### EXCERPTED TEXT
⁂

From there, you can generate various summary statistics, filter the data, and perform other kinds of high-level operations.

## 6.2 Reading and Writing JSON Data

### Problem  
You want to read or write data encoded as JavaScript Object Notation (JSON)

### Solution  
The `json` module provides an easy way to encode and decode data in JSON.  
The two main functions are `json.dumps()` and `json.loads()`, mirroring the interface used in other serialization libraries, such as `pickle`.  
Here is how you turn a Python data structure into JSON:

In [29]:
import json

data = {
    'name' : 'ACME',
    'shares' : 100,
    'price': 542.23
}

json_str = json.dumps(data)
json_str

'{"name": "ACME", "shares": 100, "price": 542.23}'

In [30]:
type(json_str)

str

Now we can turn the JSON-encoded string back into a Python data structure:

In [31]:
data = json.loads(json_str); data

{'name': 'ACME', 'shares': 100, 'price': 542.23}

In [32]:
type(data)

dict

If you are working with files instead of strings, you can also use `json.dump()` and `json.load()` to encode and decode JSON data.

In [34]:
# Write the data
with open ('data.json', 'w') as f:
    json.dump(data, f)
    
# Read data back
with open('data.json', 'r') as f:
    data = json.load(f)

⁂

[Shape boundary entries]
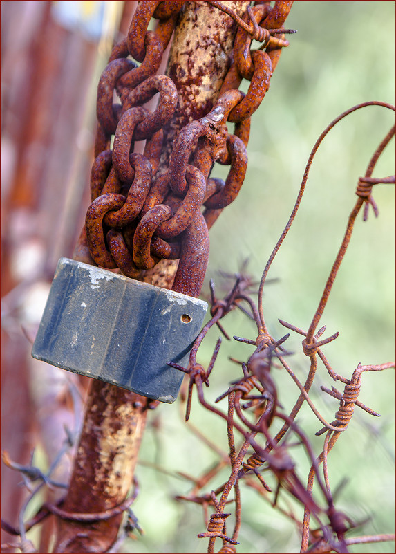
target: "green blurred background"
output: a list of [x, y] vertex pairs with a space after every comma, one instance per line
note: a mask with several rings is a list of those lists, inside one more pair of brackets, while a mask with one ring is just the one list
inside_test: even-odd
[[[118, 8], [115, 11], [120, 12], [124, 5], [122, 2], [109, 1], [51, 3], [59, 10], [65, 10], [66, 15], [70, 15], [68, 6], [71, 6], [70, 9], [73, 11], [73, 6], [79, 4], [82, 10], [86, 12], [86, 23], [94, 27], [96, 24], [92, 10], [95, 6], [100, 5], [105, 14], [104, 17], [102, 13], [102, 19], [109, 27], [113, 24], [114, 28], [117, 28], [115, 22], [106, 21], [106, 18], [108, 20], [111, 18], [106, 15], [106, 10], [111, 12], [111, 6], [116, 4]], [[133, 3], [126, 3], [129, 6]], [[15, 16], [17, 30], [19, 33], [22, 33], [21, 24], [24, 21], [26, 24], [26, 21], [32, 19], [29, 10], [34, 12], [33, 8], [42, 6], [45, 10], [49, 10], [50, 8], [50, 3], [2, 2], [2, 15], [3, 10], [6, 11], [10, 6], [15, 12], [21, 10], [20, 15]], [[14, 98], [14, 110], [11, 109], [13, 89], [10, 75], [13, 76], [15, 71], [17, 73], [19, 69], [20, 71], [19, 64], [21, 64], [23, 68], [23, 63], [26, 63], [30, 69], [32, 68], [34, 77], [37, 66], [29, 65], [28, 57], [24, 61], [17, 57], [17, 55], [22, 57], [24, 55], [25, 43], [17, 33], [12, 36], [13, 30], [8, 24], [8, 20], [5, 18], [3, 21], [2, 46], [3, 41], [7, 46], [8, 41], [13, 38], [14, 46], [17, 44], [20, 48], [13, 50], [8, 46], [8, 66], [6, 70], [2, 66], [2, 78], [6, 84], [6, 86], [2, 85], [2, 111], [6, 116], [6, 122], [8, 121], [8, 130], [7, 125], [3, 124], [8, 133], [8, 135], [4, 133], [6, 138], [9, 139], [10, 135], [13, 138], [10, 129], [14, 131], [21, 127], [20, 119], [23, 118], [23, 110], [29, 111], [28, 100], [31, 100], [28, 98], [23, 103], [21, 99]], [[57, 71], [64, 80], [59, 79], [58, 88], [54, 91], [50, 87], [44, 90], [46, 81], [43, 80], [42, 88], [32, 100], [34, 109], [30, 110], [30, 115], [37, 116], [39, 134], [44, 127], [48, 129], [48, 142], [55, 143], [57, 151], [61, 153], [57, 156], [58, 160], [52, 154], [49, 159], [48, 156], [46, 159], [46, 152], [37, 151], [37, 148], [33, 154], [28, 152], [28, 156], [33, 156], [35, 163], [37, 160], [39, 161], [39, 156], [42, 156], [44, 173], [38, 179], [38, 182], [43, 184], [41, 190], [39, 189], [38, 198], [31, 201], [28, 187], [29, 194], [25, 203], [32, 211], [36, 210], [37, 207], [41, 207], [41, 211], [35, 212], [36, 220], [30, 219], [25, 212], [21, 219], [17, 220], [18, 225], [13, 230], [16, 235], [15, 244], [10, 240], [12, 234], [12, 219], [7, 210], [2, 214], [5, 216], [2, 217], [2, 227], [6, 230], [2, 232], [2, 241], [8, 248], [11, 252], [16, 251], [17, 247], [23, 242], [21, 227], [18, 226], [23, 221], [26, 234], [28, 236], [27, 230], [38, 232], [41, 241], [39, 243], [41, 250], [39, 249], [39, 253], [36, 253], [35, 264], [42, 270], [44, 266], [42, 259], [46, 259], [48, 275], [51, 276], [57, 259], [62, 255], [71, 255], [75, 241], [75, 237], [71, 235], [78, 235], [82, 224], [73, 225], [73, 222], [77, 220], [79, 222], [79, 218], [82, 222], [89, 201], [87, 160], [92, 154], [95, 90], [108, 53], [106, 45], [104, 46], [102, 44], [98, 48], [97, 42], [93, 41], [88, 53], [85, 55], [86, 59], [76, 54], [80, 51], [79, 44], [76, 46], [74, 42], [67, 41], [71, 40], [72, 35], [73, 39], [76, 39], [75, 23], [69, 21], [69, 24], [71, 30], [66, 32], [57, 28], [57, 33], [51, 36], [51, 48], [47, 53], [53, 55], [55, 58], [56, 50], [58, 58], [53, 59], [52, 66], [44, 66], [44, 75], [48, 75], [51, 70], [54, 74]], [[64, 19], [62, 24], [65, 24]], [[100, 21], [97, 26], [99, 29], [97, 41], [102, 31], [102, 25]], [[202, 290], [203, 297], [209, 295], [210, 278], [214, 279], [221, 297], [225, 281], [219, 271], [234, 273], [241, 269], [247, 259], [249, 259], [247, 270], [256, 280], [259, 280], [268, 257], [289, 218], [311, 149], [326, 125], [339, 113], [359, 102], [367, 100], [395, 102], [395, 2], [296, 0], [287, 18], [287, 26], [296, 29], [298, 33], [290, 37], [290, 46], [283, 53], [270, 91], [252, 118], [247, 149], [249, 167], [245, 183], [237, 199], [224, 210], [210, 232], [211, 256]], [[38, 43], [39, 46], [42, 36], [39, 33], [32, 32], [33, 39], [37, 39], [36, 46]], [[24, 47], [30, 54], [30, 46], [27, 47], [25, 44]], [[7, 49], [2, 48], [3, 52], [7, 53]], [[101, 57], [99, 60], [98, 52]], [[5, 56], [5, 59], [6, 57]], [[69, 66], [69, 70], [73, 68], [70, 73], [66, 72], [66, 62], [73, 66], [73, 68]], [[41, 67], [42, 69], [43, 66]], [[73, 79], [70, 77], [70, 74]], [[245, 91], [247, 85], [248, 83], [243, 85]], [[54, 107], [59, 99], [63, 102], [60, 111], [59, 107]], [[68, 129], [68, 120], [78, 121], [81, 125], [78, 133], [75, 132], [77, 127], [75, 121]], [[393, 120], [393, 113], [389, 110], [368, 107], [339, 124], [319, 149], [301, 207], [272, 264], [265, 288], [264, 314], [270, 332], [274, 337], [279, 338], [286, 332], [278, 322], [278, 318], [304, 329], [308, 327], [342, 240], [348, 216], [355, 202], [355, 189], [358, 178], [364, 174], [373, 153], [388, 131]], [[23, 127], [21, 128], [23, 131]], [[41, 134], [45, 133], [43, 131]], [[21, 136], [24, 140], [23, 132]], [[9, 148], [10, 145], [3, 139], [2, 134], [2, 154], [4, 152], [6, 159], [8, 151], [3, 145]], [[49, 149], [48, 151], [52, 152]], [[70, 154], [70, 158], [68, 158], [66, 154]], [[65, 163], [59, 169], [57, 163], [58, 161], [60, 163], [62, 158]], [[380, 158], [374, 176], [392, 174], [395, 171], [394, 159], [393, 141]], [[23, 169], [23, 162], [19, 163], [19, 158], [16, 160], [15, 165]], [[91, 160], [89, 161], [91, 163]], [[84, 171], [81, 170], [83, 166]], [[225, 176], [227, 171], [227, 168], [219, 166], [212, 174]], [[43, 175], [46, 180], [41, 178]], [[5, 179], [2, 183], [2, 194], [6, 197], [6, 181]], [[23, 187], [26, 183], [29, 185], [28, 179], [26, 183], [22, 182], [22, 179], [20, 181], [19, 187]], [[19, 190], [16, 188], [17, 194]], [[64, 196], [59, 194], [61, 190], [64, 191]], [[367, 222], [363, 223], [361, 216], [357, 221], [351, 243], [321, 321], [321, 324], [326, 325], [325, 336], [339, 331], [337, 340], [326, 347], [323, 351], [335, 371], [347, 378], [350, 377], [359, 362], [380, 364], [393, 360], [395, 356], [394, 187], [379, 185], [375, 187], [374, 197], [379, 208], [379, 216], [375, 219], [371, 212]], [[60, 203], [63, 206], [66, 214], [59, 221], [53, 209], [57, 202], [58, 205]], [[78, 205], [79, 214], [75, 205], [73, 207], [73, 202]], [[3, 205], [8, 207], [7, 203]], [[59, 213], [62, 215], [62, 210]], [[75, 219], [70, 218], [70, 213], [75, 214]], [[30, 248], [37, 246], [35, 242], [32, 244]], [[23, 279], [28, 281], [25, 286], [28, 289], [28, 279], [31, 277], [34, 281], [35, 275], [32, 276], [32, 272], [29, 273], [26, 270], [29, 267], [28, 257], [24, 254], [22, 258], [23, 275], [19, 279], [22, 279], [22, 282]], [[271, 282], [271, 279], [275, 280]], [[229, 286], [229, 282], [226, 284]], [[14, 293], [17, 287], [13, 289]], [[19, 288], [12, 297], [21, 295], [23, 298], [25, 293], [26, 289]], [[32, 288], [30, 297], [34, 297], [35, 303], [40, 304], [41, 309], [47, 293], [48, 283], [41, 292], [37, 288]], [[17, 308], [18, 302], [22, 302], [21, 297], [15, 300]], [[8, 301], [10, 302], [10, 297]], [[16, 375], [18, 356], [19, 358], [28, 356], [24, 350], [21, 354], [19, 355], [18, 352], [22, 350], [22, 340], [26, 343], [23, 346], [26, 351], [30, 347], [26, 338], [21, 338], [20, 314], [17, 313], [15, 320], [12, 319], [14, 314], [10, 309], [8, 320], [4, 317], [3, 322], [8, 334], [12, 334], [10, 329], [14, 333], [16, 344], [16, 350], [6, 369], [8, 369], [8, 376], [14, 376], [17, 384], [10, 389], [3, 388], [2, 383], [6, 407], [3, 425], [6, 430], [10, 430], [10, 443], [14, 439], [17, 442], [17, 439], [21, 438], [14, 430], [16, 414], [22, 414], [24, 402], [21, 393], [22, 380], [18, 381], [19, 378]], [[233, 312], [227, 316], [224, 326], [230, 335], [256, 338], [254, 326], [240, 312]], [[200, 349], [198, 360], [203, 365], [207, 364], [210, 360], [218, 334], [217, 328], [211, 330]], [[289, 359], [290, 364], [300, 380], [303, 381], [308, 362], [301, 352], [301, 338], [299, 335], [292, 334], [286, 344], [290, 350], [295, 352]], [[211, 386], [205, 390], [209, 400], [213, 401], [227, 390], [231, 381], [241, 376], [238, 367], [229, 362], [229, 357], [247, 360], [252, 352], [252, 347], [234, 340], [223, 340], [211, 377]], [[49, 367], [47, 367], [47, 369]], [[57, 372], [56, 375], [66, 373], [55, 368], [53, 369]], [[35, 387], [43, 389], [44, 385], [48, 385], [41, 373], [32, 371], [30, 375], [35, 380], [32, 384], [30, 382], [32, 390]], [[274, 371], [273, 376], [279, 387], [280, 401], [287, 412], [294, 403], [298, 390], [285, 371]], [[10, 387], [11, 378], [8, 376], [8, 378], [9, 380], [5, 382]], [[334, 382], [325, 369], [319, 366], [310, 396], [322, 415], [328, 421], [331, 421], [338, 402], [321, 392], [321, 385], [330, 387]], [[337, 386], [342, 390], [341, 386]], [[15, 391], [17, 397], [17, 393], [19, 394], [22, 407], [20, 409], [11, 394]], [[332, 489], [335, 490], [344, 479], [348, 480], [337, 498], [337, 507], [343, 510], [355, 521], [367, 520], [364, 526], [355, 530], [351, 536], [394, 531], [394, 398], [393, 369], [365, 373], [359, 400], [380, 412], [381, 416], [376, 418], [357, 409], [347, 432], [340, 437], [329, 456]], [[41, 401], [41, 397], [36, 400], [39, 405]], [[54, 420], [55, 426], [57, 416], [55, 408], [59, 408], [57, 401], [55, 398], [53, 405], [50, 401], [45, 405], [50, 413], [53, 406], [55, 407], [53, 415], [48, 418], [48, 420]], [[225, 400], [220, 403], [224, 410], [226, 406]], [[33, 414], [37, 416], [38, 410], [35, 411], [30, 405], [28, 407], [31, 410], [29, 417], [33, 421]], [[191, 432], [189, 426], [184, 423], [184, 407], [178, 400], [172, 405], [161, 405], [149, 414], [136, 472], [140, 495], [133, 505], [133, 512], [144, 533], [137, 541], [126, 541], [121, 552], [206, 552], [207, 540], [196, 538], [198, 533], [205, 530], [202, 508], [196, 504], [177, 501], [175, 497], [188, 495], [193, 486], [191, 480], [179, 472], [196, 479], [216, 463], [219, 456], [213, 448]], [[22, 414], [21, 417], [25, 416]], [[191, 422], [204, 430], [216, 447], [227, 452], [225, 423], [202, 409], [195, 396]], [[320, 453], [323, 438], [314, 436], [322, 426], [320, 422], [306, 406], [301, 410], [298, 422], [312, 438], [315, 453]], [[58, 432], [59, 428], [57, 427]], [[272, 430], [275, 433], [276, 425]], [[24, 440], [28, 442], [29, 436], [30, 440], [32, 437], [35, 445], [35, 435], [30, 436], [29, 432], [26, 432]], [[63, 440], [63, 436], [56, 440], [58, 438]], [[51, 445], [55, 450], [56, 440], [53, 439], [54, 444]], [[21, 443], [19, 452], [15, 453], [10, 450], [12, 445], [5, 440], [6, 447], [13, 459], [22, 462], [23, 455], [28, 457], [30, 455], [32, 445], [24, 446], [23, 442]], [[298, 474], [305, 482], [310, 463], [302, 449], [294, 448], [292, 452], [297, 463]], [[36, 449], [36, 463], [41, 467], [46, 458], [40, 447]], [[8, 473], [3, 472], [2, 490], [8, 484], [11, 495], [8, 498], [12, 500], [3, 503], [4, 511], [8, 504], [15, 501], [17, 492], [21, 490], [16, 485], [10, 485], [10, 471]], [[275, 487], [276, 483], [270, 476], [267, 473], [264, 475], [265, 478], [268, 477], [269, 483]], [[202, 492], [209, 492], [227, 478], [227, 472], [223, 471]], [[20, 480], [19, 476], [17, 479]], [[241, 486], [241, 494], [243, 523], [238, 552], [298, 552], [299, 535], [290, 520], [274, 510], [268, 499], [244, 484]], [[7, 497], [6, 493], [5, 496]], [[270, 495], [270, 500], [272, 497], [273, 495]], [[289, 502], [287, 495], [281, 492], [279, 506], [285, 508]], [[296, 515], [301, 517], [301, 507], [296, 502], [291, 502], [291, 505]], [[227, 528], [230, 530], [232, 516], [228, 521]], [[33, 531], [33, 534], [35, 533]], [[220, 548], [220, 542], [218, 543], [216, 550]], [[354, 553], [395, 551], [394, 543], [352, 546], [350, 550]]]
[[[203, 290], [207, 295], [209, 278], [221, 294], [223, 280], [218, 271], [237, 272], [246, 258], [247, 270], [260, 278], [294, 205], [310, 150], [326, 126], [359, 102], [394, 103], [394, 2], [298, 0], [287, 26], [298, 33], [290, 37], [290, 46], [283, 52], [269, 92], [252, 118], [243, 187], [211, 230], [211, 256]], [[364, 174], [393, 119], [389, 110], [366, 108], [339, 123], [319, 149], [295, 223], [268, 276], [278, 280], [265, 288], [264, 314], [273, 336], [285, 333], [279, 317], [302, 329], [309, 326], [356, 200], [358, 178]], [[225, 175], [223, 169], [216, 168], [212, 175]], [[375, 174], [390, 175], [394, 171], [392, 141]], [[394, 187], [379, 185], [374, 196], [379, 216], [375, 219], [371, 212], [367, 222], [363, 223], [361, 216], [357, 221], [321, 321], [326, 325], [326, 336], [339, 331], [338, 339], [324, 352], [334, 369], [346, 377], [350, 377], [359, 362], [379, 364], [394, 358]], [[256, 337], [254, 326], [241, 313], [232, 313], [224, 326], [230, 335]], [[199, 351], [198, 360], [204, 364], [218, 334], [217, 328], [214, 329]], [[301, 337], [292, 334], [287, 344], [296, 352], [289, 362], [303, 380], [308, 362], [301, 353]], [[205, 391], [208, 398], [216, 398], [239, 376], [239, 368], [228, 357], [244, 360], [252, 352], [251, 347], [223, 340], [211, 387]], [[279, 371], [275, 378], [281, 402], [287, 410], [298, 391], [284, 372]], [[320, 366], [311, 396], [328, 421], [338, 403], [325, 397], [319, 387], [333, 384]], [[333, 490], [344, 478], [348, 479], [337, 497], [337, 506], [354, 521], [369, 518], [351, 536], [394, 532], [394, 398], [393, 369], [364, 374], [359, 399], [381, 416], [375, 418], [357, 409], [347, 434], [329, 456]], [[223, 408], [227, 409], [225, 401]], [[122, 551], [205, 552], [207, 539], [196, 539], [205, 530], [202, 508], [172, 499], [188, 494], [191, 483], [142, 463], [158, 464], [196, 477], [218, 456], [189, 432], [178, 406], [160, 406], [153, 421], [155, 425], [149, 425], [141, 450], [142, 463], [138, 467], [141, 490], [133, 506], [145, 534], [138, 542], [126, 543]], [[195, 398], [191, 421], [227, 451], [225, 423], [206, 413]], [[321, 427], [306, 407], [298, 421], [310, 437]], [[312, 444], [319, 454], [323, 437], [313, 437]], [[309, 468], [306, 456], [299, 449], [294, 454], [299, 475], [305, 481]], [[220, 473], [204, 492], [216, 488], [226, 477]], [[243, 485], [241, 488], [243, 524], [238, 552], [299, 551], [293, 524], [254, 490]], [[279, 503], [287, 506], [285, 494], [281, 494]], [[299, 507], [295, 510], [297, 515], [302, 512]], [[232, 517], [229, 519], [230, 530]], [[392, 542], [350, 548], [356, 553], [395, 551]]]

⁂

### REQUIREMENTS
• A. Please list every function from the `json` module that the JSON excerpt names.
• B. In the JSON excerpt, which other serialization library has an interface that `json.dumps()` and `json.loads()` mirror?
• C. Write the next part of the JSON excerpt, picking up after its last line of code.

### EXPECTED OUTPUTS
• A. json.dumps(), json.loads(), json.dump(), json.load()

• B. pickle

• C.
data

{'name': 'ACME', 'shares': 100, 'price': 542.23}

### Discussion  
JSON encoding supports the basic types of `None, bool, int, float,` and `str`, as well as lists, tuples, and dictionaries containing those types.  
For dictionaries, keys are assumed to be strings (any non-string keys in a dictionary are converted to strings during encoding).  
To be compliant with the JSON specification, you should only encode Python lists and dictionaries.  
Note that in web applications, it is also conventional for the top-level object to be a dictionary.  
The format of JSON encoding is almost identical to Python syntax except for a few minor changes.  
for instance, `True` is mapped to `true`, `False` is mapped to `false`, and `None` is mapped to `null`.

In [35]:
json.dumps(False)

'false'

In [36]:
d = {
    'a' : True,
    'b' : 'Hello',
    'c': None
}

json.dumps(d)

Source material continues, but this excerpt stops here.